**Task objective**
Copy out everything from the start of the lines below down to and including the line that contains "172 79 L 172", reproducing each one character for character.

[Segmentation annotation records]
## BEGIN

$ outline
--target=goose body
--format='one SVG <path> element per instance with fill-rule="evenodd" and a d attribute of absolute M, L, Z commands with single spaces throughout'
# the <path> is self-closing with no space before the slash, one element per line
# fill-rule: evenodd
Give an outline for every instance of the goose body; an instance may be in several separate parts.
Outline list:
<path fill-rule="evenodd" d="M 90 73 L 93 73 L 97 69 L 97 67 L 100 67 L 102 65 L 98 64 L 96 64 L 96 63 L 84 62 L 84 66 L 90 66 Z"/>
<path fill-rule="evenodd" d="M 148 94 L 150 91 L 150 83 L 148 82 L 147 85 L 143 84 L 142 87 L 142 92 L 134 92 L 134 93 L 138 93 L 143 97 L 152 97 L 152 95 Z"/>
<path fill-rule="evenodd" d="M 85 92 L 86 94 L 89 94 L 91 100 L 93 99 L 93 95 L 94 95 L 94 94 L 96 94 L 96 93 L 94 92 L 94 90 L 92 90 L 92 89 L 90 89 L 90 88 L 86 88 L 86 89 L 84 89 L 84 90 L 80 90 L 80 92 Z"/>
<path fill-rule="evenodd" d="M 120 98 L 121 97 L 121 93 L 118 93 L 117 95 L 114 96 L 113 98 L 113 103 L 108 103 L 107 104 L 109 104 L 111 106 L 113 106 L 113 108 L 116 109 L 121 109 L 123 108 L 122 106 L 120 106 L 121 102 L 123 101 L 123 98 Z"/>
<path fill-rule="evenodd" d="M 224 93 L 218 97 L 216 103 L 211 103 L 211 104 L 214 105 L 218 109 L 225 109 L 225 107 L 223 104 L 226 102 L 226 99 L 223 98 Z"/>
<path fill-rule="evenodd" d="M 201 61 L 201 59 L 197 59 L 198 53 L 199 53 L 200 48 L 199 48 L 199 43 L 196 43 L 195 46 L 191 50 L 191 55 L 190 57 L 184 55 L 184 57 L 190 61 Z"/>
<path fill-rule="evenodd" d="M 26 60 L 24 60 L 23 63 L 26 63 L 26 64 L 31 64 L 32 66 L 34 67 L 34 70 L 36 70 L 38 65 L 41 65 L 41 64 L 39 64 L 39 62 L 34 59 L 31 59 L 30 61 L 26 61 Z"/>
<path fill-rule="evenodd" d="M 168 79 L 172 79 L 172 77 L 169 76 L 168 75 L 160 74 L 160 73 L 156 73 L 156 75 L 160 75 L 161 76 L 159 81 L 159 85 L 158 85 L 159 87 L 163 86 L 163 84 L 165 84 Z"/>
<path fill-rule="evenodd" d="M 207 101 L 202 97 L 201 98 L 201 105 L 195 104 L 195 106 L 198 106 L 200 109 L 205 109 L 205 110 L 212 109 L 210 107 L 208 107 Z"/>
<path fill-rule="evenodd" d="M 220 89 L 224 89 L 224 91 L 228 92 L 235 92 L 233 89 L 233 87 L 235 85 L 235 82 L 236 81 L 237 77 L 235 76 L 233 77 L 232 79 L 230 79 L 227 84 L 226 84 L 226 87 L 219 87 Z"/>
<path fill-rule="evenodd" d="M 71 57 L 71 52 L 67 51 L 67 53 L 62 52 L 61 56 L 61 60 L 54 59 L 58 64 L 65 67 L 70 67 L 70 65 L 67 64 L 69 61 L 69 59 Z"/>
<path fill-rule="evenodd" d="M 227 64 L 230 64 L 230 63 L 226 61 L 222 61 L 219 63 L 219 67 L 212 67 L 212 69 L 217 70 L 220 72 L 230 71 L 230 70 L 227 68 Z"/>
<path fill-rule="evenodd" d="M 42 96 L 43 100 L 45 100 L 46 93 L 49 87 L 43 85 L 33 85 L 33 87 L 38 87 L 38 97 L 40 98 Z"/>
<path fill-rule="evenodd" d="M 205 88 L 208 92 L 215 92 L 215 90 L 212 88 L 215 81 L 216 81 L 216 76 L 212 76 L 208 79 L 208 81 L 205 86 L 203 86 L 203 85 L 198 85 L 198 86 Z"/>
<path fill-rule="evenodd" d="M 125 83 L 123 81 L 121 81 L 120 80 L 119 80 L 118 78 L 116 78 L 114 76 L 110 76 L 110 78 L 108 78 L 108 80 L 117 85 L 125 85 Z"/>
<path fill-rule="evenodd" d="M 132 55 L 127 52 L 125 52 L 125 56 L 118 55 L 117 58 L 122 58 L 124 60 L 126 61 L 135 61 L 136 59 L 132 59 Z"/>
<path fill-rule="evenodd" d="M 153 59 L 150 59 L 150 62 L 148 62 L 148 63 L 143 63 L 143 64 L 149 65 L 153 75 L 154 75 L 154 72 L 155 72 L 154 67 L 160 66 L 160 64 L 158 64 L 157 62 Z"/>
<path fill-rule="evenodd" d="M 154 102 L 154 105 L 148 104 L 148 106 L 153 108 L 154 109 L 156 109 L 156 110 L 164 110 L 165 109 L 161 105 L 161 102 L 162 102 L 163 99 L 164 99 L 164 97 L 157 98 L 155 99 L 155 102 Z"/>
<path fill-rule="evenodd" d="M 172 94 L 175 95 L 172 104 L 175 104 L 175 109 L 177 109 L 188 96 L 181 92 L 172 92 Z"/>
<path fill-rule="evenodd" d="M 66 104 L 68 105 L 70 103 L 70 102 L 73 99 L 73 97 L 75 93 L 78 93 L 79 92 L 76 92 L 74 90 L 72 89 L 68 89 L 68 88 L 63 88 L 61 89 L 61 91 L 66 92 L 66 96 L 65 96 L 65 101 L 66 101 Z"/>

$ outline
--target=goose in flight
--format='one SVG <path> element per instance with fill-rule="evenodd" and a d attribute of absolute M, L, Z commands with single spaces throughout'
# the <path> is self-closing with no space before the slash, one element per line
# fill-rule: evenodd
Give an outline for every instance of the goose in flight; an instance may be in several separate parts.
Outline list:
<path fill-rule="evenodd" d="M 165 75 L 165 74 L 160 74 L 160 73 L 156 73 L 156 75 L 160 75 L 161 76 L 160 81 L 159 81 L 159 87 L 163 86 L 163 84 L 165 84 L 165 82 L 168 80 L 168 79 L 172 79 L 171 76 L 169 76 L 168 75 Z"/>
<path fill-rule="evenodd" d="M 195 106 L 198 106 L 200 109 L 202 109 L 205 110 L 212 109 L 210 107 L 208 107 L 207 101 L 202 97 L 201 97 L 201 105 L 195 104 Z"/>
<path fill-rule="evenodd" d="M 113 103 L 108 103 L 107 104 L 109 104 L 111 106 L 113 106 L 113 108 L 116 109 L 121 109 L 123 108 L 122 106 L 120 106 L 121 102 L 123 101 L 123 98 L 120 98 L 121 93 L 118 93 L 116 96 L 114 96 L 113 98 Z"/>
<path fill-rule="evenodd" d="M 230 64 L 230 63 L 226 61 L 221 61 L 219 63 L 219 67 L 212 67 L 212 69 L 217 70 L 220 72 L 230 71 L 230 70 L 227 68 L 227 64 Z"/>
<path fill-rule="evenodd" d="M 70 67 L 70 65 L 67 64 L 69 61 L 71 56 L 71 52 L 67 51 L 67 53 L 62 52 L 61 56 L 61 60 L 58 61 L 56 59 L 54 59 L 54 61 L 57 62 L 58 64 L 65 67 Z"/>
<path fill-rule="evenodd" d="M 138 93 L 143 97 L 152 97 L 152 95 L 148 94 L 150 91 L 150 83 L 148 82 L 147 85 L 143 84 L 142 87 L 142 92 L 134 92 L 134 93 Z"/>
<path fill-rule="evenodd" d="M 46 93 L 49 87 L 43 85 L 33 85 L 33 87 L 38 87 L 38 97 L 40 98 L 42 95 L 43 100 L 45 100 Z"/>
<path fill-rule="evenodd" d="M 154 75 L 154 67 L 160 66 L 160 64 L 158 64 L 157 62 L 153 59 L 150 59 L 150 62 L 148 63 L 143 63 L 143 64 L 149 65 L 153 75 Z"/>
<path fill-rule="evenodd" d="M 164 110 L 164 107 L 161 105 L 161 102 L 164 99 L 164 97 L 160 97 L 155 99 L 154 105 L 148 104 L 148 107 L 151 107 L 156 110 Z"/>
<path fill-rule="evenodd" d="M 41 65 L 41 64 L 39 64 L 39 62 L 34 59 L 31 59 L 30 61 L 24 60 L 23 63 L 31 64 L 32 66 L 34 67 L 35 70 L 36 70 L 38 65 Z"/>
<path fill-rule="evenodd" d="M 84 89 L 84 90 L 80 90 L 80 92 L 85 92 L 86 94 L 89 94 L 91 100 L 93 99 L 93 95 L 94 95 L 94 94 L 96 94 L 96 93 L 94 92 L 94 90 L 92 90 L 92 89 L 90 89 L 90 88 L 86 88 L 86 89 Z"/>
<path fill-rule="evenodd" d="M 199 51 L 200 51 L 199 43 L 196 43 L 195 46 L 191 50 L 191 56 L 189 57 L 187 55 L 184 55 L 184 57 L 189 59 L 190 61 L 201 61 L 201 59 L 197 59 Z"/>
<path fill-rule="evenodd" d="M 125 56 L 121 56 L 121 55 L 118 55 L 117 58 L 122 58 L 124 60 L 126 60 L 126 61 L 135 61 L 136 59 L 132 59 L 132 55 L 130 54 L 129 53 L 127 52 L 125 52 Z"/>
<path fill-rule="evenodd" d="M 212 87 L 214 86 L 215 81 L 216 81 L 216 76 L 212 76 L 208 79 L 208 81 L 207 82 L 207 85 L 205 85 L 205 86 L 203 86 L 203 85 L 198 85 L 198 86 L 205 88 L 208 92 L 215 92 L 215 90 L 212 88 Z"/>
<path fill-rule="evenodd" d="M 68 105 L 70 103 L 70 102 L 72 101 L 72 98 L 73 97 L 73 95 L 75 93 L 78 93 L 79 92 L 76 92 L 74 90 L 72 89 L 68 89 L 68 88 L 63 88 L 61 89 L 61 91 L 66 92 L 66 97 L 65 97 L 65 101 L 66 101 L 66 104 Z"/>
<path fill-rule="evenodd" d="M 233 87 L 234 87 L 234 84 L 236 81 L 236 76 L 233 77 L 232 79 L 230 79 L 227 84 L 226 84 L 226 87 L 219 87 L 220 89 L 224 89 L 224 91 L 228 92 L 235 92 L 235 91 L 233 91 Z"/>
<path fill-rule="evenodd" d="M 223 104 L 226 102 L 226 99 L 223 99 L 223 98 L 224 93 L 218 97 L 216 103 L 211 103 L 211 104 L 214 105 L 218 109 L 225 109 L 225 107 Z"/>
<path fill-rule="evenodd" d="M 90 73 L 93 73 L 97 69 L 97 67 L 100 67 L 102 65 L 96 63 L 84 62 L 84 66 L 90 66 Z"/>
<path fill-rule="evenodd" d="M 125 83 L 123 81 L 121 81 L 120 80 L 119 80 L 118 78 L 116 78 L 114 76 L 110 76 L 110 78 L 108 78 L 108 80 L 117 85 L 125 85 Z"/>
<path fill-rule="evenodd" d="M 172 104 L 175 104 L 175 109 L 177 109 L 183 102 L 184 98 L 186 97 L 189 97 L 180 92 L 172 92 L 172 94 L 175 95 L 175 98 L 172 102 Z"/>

## END

**Right answer**
$ outline
--target=goose body
--format='one SVG <path> element per instance with fill-rule="evenodd" and a d attribute of absolute M, L, Z commands with single spaces throughout'
# the <path> is self-closing with no space before the slash, one element per line
# fill-rule: evenodd
Give an outline for every instance of the goose body; an instance may be in several separate parts.
Outline list:
<path fill-rule="evenodd" d="M 90 73 L 93 73 L 97 69 L 97 67 L 100 67 L 102 65 L 98 64 L 96 64 L 96 63 L 84 62 L 84 66 L 90 66 Z"/>
<path fill-rule="evenodd" d="M 148 94 L 150 91 L 150 83 L 148 82 L 147 85 L 143 84 L 142 87 L 142 92 L 134 92 L 134 93 L 138 93 L 143 97 L 152 97 L 152 95 Z"/>
<path fill-rule="evenodd" d="M 85 92 L 86 94 L 89 94 L 91 100 L 93 99 L 93 95 L 94 95 L 94 94 L 96 94 L 96 93 L 94 92 L 94 90 L 92 90 L 92 89 L 90 89 L 90 88 L 86 88 L 86 89 L 84 89 L 84 90 L 80 90 L 80 92 Z"/>
<path fill-rule="evenodd" d="M 120 98 L 121 97 L 121 93 L 118 93 L 117 95 L 114 96 L 113 98 L 113 103 L 108 103 L 107 104 L 109 104 L 111 106 L 113 106 L 113 108 L 116 109 L 121 109 L 123 108 L 122 106 L 120 106 L 121 102 L 123 101 L 123 98 Z"/>
<path fill-rule="evenodd" d="M 224 93 L 218 97 L 216 103 L 211 103 L 211 104 L 214 105 L 218 109 L 225 109 L 225 107 L 223 104 L 226 102 L 226 99 L 223 98 Z"/>
<path fill-rule="evenodd" d="M 201 61 L 201 59 L 197 59 L 198 53 L 199 53 L 200 48 L 199 48 L 199 43 L 196 43 L 195 46 L 191 50 L 191 55 L 190 57 L 184 55 L 184 57 L 190 61 Z"/>
<path fill-rule="evenodd" d="M 26 60 L 24 60 L 23 63 L 26 63 L 26 64 L 31 64 L 32 66 L 34 67 L 34 70 L 36 70 L 38 65 L 41 65 L 41 64 L 39 64 L 39 62 L 34 59 L 31 59 L 30 61 L 26 61 Z"/>
<path fill-rule="evenodd" d="M 168 79 L 172 79 L 172 77 L 169 76 L 168 75 L 160 74 L 160 73 L 156 73 L 156 75 L 160 75 L 161 76 L 159 81 L 159 85 L 158 85 L 159 87 L 163 86 L 163 84 L 165 84 Z"/>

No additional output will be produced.